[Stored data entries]
|---|

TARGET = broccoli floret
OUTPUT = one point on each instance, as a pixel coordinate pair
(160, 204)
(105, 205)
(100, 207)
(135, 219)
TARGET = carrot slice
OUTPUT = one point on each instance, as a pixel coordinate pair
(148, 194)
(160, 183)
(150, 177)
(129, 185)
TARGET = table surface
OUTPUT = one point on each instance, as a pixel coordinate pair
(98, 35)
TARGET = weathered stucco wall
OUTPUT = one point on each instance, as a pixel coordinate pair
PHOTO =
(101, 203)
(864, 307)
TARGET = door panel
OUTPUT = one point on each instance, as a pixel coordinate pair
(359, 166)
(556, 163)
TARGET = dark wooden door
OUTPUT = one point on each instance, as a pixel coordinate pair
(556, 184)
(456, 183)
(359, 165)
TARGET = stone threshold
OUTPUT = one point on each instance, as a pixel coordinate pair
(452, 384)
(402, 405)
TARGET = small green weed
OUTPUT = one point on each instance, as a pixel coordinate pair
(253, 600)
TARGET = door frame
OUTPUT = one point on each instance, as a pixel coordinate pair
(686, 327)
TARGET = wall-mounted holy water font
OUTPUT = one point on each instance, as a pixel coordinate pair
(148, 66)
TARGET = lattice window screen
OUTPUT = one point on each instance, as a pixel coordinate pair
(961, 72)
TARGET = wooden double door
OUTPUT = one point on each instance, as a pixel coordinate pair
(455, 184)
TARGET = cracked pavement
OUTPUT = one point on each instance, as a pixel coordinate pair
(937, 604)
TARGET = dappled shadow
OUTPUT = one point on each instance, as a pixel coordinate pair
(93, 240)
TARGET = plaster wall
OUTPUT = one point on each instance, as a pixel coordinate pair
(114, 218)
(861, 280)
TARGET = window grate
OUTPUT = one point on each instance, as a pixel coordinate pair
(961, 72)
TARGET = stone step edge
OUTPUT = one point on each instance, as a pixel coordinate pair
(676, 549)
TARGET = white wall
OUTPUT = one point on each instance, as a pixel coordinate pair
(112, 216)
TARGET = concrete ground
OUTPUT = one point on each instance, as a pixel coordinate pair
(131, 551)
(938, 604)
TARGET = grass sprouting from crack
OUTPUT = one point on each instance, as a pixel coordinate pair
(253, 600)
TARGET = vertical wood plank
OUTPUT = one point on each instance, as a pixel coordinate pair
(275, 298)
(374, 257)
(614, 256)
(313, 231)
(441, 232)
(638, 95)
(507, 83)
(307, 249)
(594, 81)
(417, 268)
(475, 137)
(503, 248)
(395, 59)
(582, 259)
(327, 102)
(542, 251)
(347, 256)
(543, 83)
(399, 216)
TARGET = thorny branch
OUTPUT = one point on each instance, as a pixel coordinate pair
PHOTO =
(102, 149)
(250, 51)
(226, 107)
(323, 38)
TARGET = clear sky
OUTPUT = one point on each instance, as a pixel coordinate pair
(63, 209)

|---|

Copy all the records above precisely.

» Answer to this task
TARGET = broccoli floret
OUTPUT = one point on each instance, as a pixel coordinate pair
(160, 204)
(105, 205)
(100, 207)
(135, 219)
TARGET = carrot slice
OUTPUT = one point on each instance, as a pixel coordinate pair
(148, 194)
(160, 183)
(150, 177)
(129, 185)
TARGET = table surface
OUTPUT = one point on each instance, as a pixel coordinate pair
(98, 35)
TARGET = weathered stucco wall
OUTPUT = one point on each instance, as a pixel coordinate pair
PHOTO =
(101, 203)
(864, 307)
TARGET = door panel
OUTPUT = one point on each instance, as a pixel coordinate pair
(359, 166)
(556, 163)
TARGET = dark wooden door
OUTPUT = one point on each instance, as a pixel coordinate pair
(556, 184)
(456, 183)
(359, 165)
TARGET = stone threshold
OUTPUT = one point on each instance, as a pixel coordinate pair
(452, 384)
(402, 405)
TARGET = small green weed
OUTPUT = one point on each instance, as a pixel coordinate pair
(253, 600)
TARGET = door frame
OUTPUT = one point on each instance, as a pixel coordinate pair
(686, 327)
TARGET = wall-mounted holy water font
OUTPUT = one point on each instance, as a pixel coordinate pair
(148, 66)
TARGET = lattice window screen
OUTPUT = one point on each instance, as a pixel coordinate pair
(961, 72)
TARGET = wooden double door
OUTPUT = one point on each instance, as a pixel coordinate pair
(455, 184)
TARGET = cracked pavement
OUTPUT = one point on each instance, as a pixel coordinate pair
(937, 604)
TARGET = dappled shadow
OUTPUT = one point on each instance, as a pixel coordinate pair
(93, 240)
TARGET = plaster wall
OUTPUT = one point on each instance, as a pixel coordinate pair
(114, 218)
(861, 280)
TARGET = window grate
OUTPUT = one point on each instance, as a pixel coordinate pair
(961, 72)
TARGET = stone step edge
OUTPUT = one point on each instance, as a pixel coordinate pair
(676, 549)
TARGET = white wall
OUTPUT = one point on each instance, as a pixel coordinate pair
(112, 216)
TARGET = concrete ground
OUTPUT = one point on each instance, as a pixel coordinate pair
(131, 551)
(938, 604)
TARGET = grass sprouting from crack
OUTPUT = one point on each instance, as a pixel coordinate pair
(253, 600)
TARGET = vertical wood plank
OUTPUT = one point on each instance, as a pixel coordinate pair
(275, 298)
(374, 257)
(614, 256)
(313, 231)
(441, 232)
(638, 95)
(507, 83)
(307, 249)
(594, 81)
(417, 268)
(475, 137)
(503, 248)
(395, 59)
(582, 259)
(327, 102)
(542, 251)
(347, 256)
(543, 83)
(399, 216)
TARGET = thorny branch
OUTPUT = one point on each instance, as a pixel coordinate pair
PHOTO =
(102, 149)
(250, 51)
(226, 107)
(323, 38)
TARGET = clear sky
OUTPUT = one point on each instance, as a pixel coordinate pair
(63, 209)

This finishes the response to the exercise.